> _EXERCISE_: Would you restate the entries below word for word, leaving out the images?

> _EXCERPTED DATA_:
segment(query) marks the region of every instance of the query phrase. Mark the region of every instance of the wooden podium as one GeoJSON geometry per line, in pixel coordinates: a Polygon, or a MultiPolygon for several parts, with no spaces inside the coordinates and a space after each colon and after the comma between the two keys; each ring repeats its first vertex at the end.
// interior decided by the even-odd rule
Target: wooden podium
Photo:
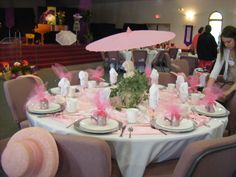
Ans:
{"type": "Polygon", "coordinates": [[[41,35],[41,44],[44,44],[44,34],[49,31],[62,31],[68,30],[67,25],[49,25],[49,24],[38,24],[36,28],[34,28],[34,32],[39,33],[41,35]]]}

> _ANSWER FOR THE TASK_:
segment(query) marks the region of every instance of the query phrase. Mark the region of every instance of the wooden podium as one GeoJSON geometry per line, in pixel coordinates: a Polygon, or a MultiPolygon for several parts, with no spaces inside the coordinates and a space after each colon and after the comma between the two keys; each ring repeats its first vertex at the end.
// interior decided by the even-odd rule
Target: wooden podium
Photo:
Ans:
{"type": "Polygon", "coordinates": [[[41,35],[41,44],[44,44],[44,34],[49,31],[62,31],[68,30],[67,25],[49,25],[49,24],[38,24],[36,28],[34,28],[34,32],[39,33],[41,35]]]}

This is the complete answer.